What this task involves: The reply should reproduce every line of the data below word for word, minus any images.

*** Dataset content Section Begins ***

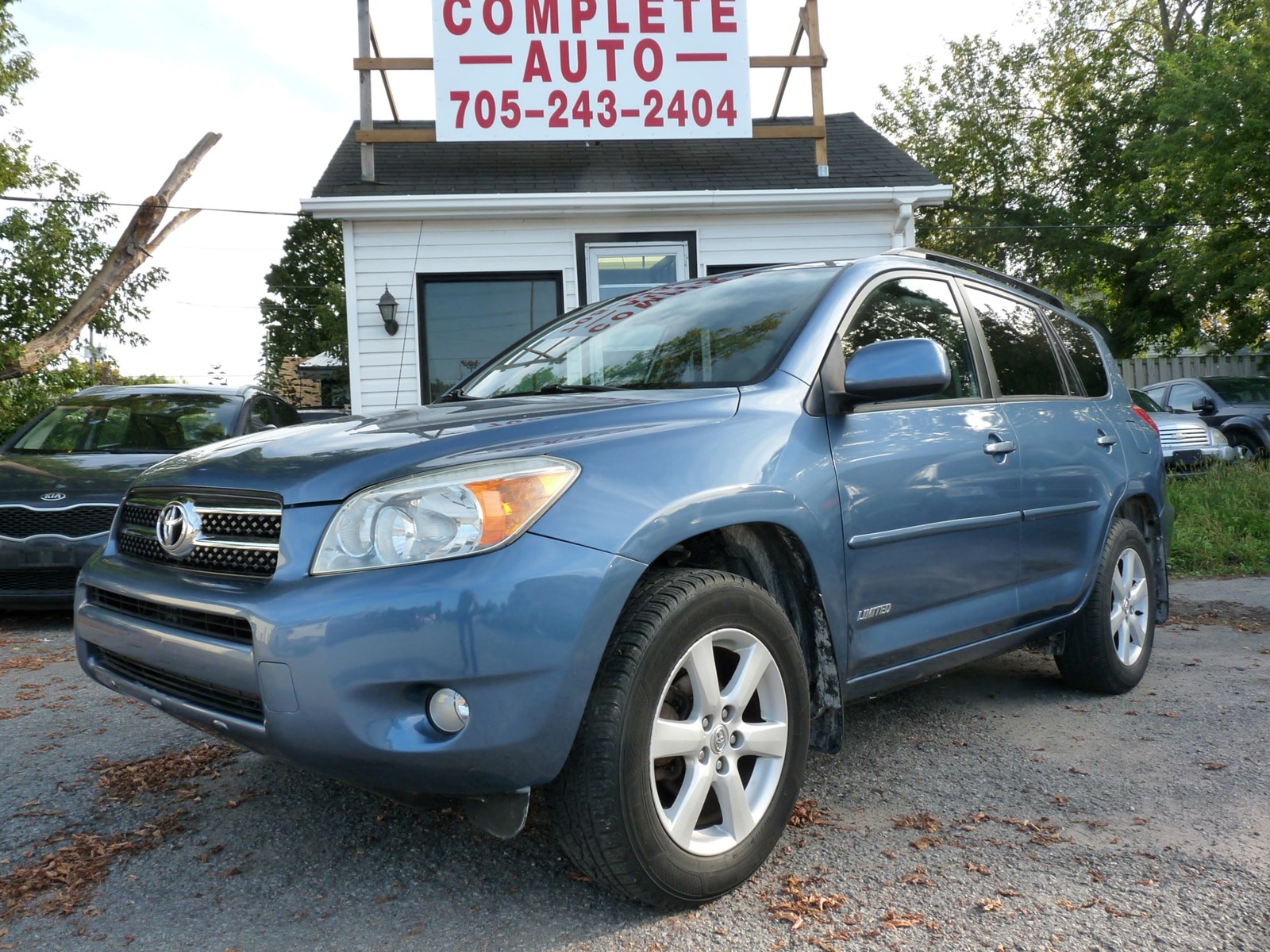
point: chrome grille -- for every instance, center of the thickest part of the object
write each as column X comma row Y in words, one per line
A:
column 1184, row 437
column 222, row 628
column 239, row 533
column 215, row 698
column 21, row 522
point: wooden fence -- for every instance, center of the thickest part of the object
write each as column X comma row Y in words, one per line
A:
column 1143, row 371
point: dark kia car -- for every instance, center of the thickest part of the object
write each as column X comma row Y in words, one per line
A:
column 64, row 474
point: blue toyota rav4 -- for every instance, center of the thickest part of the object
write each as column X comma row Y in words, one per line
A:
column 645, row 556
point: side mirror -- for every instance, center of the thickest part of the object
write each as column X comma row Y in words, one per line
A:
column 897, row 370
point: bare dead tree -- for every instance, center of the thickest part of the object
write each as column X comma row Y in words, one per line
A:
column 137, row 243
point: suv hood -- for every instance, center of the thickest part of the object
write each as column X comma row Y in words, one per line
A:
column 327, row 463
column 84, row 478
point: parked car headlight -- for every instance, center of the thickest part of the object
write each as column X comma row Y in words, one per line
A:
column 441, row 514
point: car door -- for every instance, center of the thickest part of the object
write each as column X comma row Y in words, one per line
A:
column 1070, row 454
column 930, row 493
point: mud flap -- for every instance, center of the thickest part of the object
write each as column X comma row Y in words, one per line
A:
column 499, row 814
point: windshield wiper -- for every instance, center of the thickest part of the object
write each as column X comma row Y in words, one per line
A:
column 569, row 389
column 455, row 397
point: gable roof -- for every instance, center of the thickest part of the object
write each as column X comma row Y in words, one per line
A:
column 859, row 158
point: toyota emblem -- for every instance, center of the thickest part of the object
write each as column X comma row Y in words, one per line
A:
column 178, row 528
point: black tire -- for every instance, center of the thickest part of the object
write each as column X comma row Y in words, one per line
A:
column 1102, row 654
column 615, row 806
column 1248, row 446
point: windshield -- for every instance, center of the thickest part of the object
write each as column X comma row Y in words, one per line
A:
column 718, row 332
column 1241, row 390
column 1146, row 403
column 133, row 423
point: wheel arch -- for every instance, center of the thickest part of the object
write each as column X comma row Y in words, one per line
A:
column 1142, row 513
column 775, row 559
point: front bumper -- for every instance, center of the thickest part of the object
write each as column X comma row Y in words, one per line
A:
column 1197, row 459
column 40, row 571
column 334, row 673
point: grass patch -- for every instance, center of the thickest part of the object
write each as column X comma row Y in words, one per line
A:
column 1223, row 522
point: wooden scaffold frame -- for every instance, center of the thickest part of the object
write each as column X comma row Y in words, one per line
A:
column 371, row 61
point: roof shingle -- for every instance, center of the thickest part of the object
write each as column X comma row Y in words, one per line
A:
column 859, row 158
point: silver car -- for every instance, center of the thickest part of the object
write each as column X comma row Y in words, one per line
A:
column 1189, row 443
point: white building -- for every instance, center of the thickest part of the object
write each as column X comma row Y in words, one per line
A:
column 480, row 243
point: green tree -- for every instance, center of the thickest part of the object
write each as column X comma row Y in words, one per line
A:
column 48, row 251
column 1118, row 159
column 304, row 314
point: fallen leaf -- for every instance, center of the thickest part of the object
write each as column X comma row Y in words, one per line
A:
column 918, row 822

*** Dataset content Section Ends ***

Solved problem:
point: chrome grille -- for every instance, center of the thickest part of the object
write each as column X comma row Y in words, one per line
A:
column 1184, row 437
column 222, row 628
column 239, row 533
column 215, row 698
column 21, row 522
point: wooden fence -- for every instance, center of the thickest part of the object
write each as column X comma row Y in words, one per line
A:
column 1143, row 371
point: dark kia car -- for every instance, center of the thickest part of the object
write each as column X comma row Y in words, one per line
A:
column 64, row 474
point: blue toyota rav4 -- for every instance, center of the thickest part of the object
write each as column X comma row Y in words, one per line
A:
column 645, row 556
point: side mirror -- for every instance, center of the thickest part of the object
write each as column X comma row Y in words, one per line
A:
column 897, row 370
point: bare dead tree -- for every instance, center of the thickest part of the object
write each as column X comma row Y in words, one per line
A:
column 137, row 243
point: suv hood -- for every instance, center of the thickest part of the object
write each as column X comma row Y in words, one per line
A:
column 327, row 463
column 84, row 478
point: parked car headlight -- for every instance, center of the thickest part of the object
write each as column X comma row Y in words, one per line
A:
column 441, row 514
point: car door -- for every instance, center of the thickest part of the object
write each as column X comma row Y in words, one per line
A:
column 1070, row 454
column 930, row 493
point: mud flap -- for every instance, center of the thickest part of the object
write each as column X comma row Y in words, one per line
A:
column 499, row 814
point: windshield wiper -- for every instance, center of the thickest part of the object
write each as column X comma row Y in words, one per line
A:
column 569, row 389
column 455, row 397
point: gable roof -- for every instance, center of the thickest part of the object
write each as column X comma row Y in words, one per line
A:
column 859, row 158
point: toyota emblem -- for every instance, center of the thickest part of the object
write each as column X comma row Y in words, one per line
A:
column 178, row 528
point: black tire -- for every instance, center of the thickest part of the object
write each as column X comma row Y in words, one per line
A:
column 1102, row 654
column 615, row 806
column 1248, row 446
point: windshield -- for every instance, center of the thickest part of the object
write each as column X comma row Y in words, one per line
A:
column 718, row 332
column 1241, row 390
column 1146, row 403
column 133, row 423
point: wheel arch -- for every instance, center of the thickest part of the object
write each as column X comma row Y in words, one per line
A:
column 1142, row 513
column 775, row 559
point: front bumper -- for every instance, center of the thickest part of the object
write each as column X comma row Y in words, one per line
A:
column 1197, row 459
column 40, row 571
column 334, row 673
point: grass patch -- for every instance, center of the thickest part of the object
write each as column X comma row Y in words, one per line
A:
column 1223, row 522
point: wooden scaffold frame -- for every instance, center of the thickest part of the object
write each as column X comma row Y in words, one per line
A:
column 371, row 61
point: roof shingle -- for every instance, center of the thickest part of the object
write each as column X comma row Y in words, one per line
A:
column 859, row 158
point: silver car -- for every instance, center of the thickest part of the object
write each as column X comma row Y in words, one per line
A:
column 1189, row 443
point: white building -- for every instance, center of the thickest part of the object
write each as column X comma row Y in words, one per line
A:
column 480, row 243
point: green tree -- for every instance, center of the thickest part of the object
write each as column X comma row Y in words, one per line
A:
column 48, row 251
column 1118, row 159
column 304, row 314
point: fallen leaf -- for every instance, center of the thickest part of the object
write each as column X comma row Y in words, one per line
A:
column 918, row 822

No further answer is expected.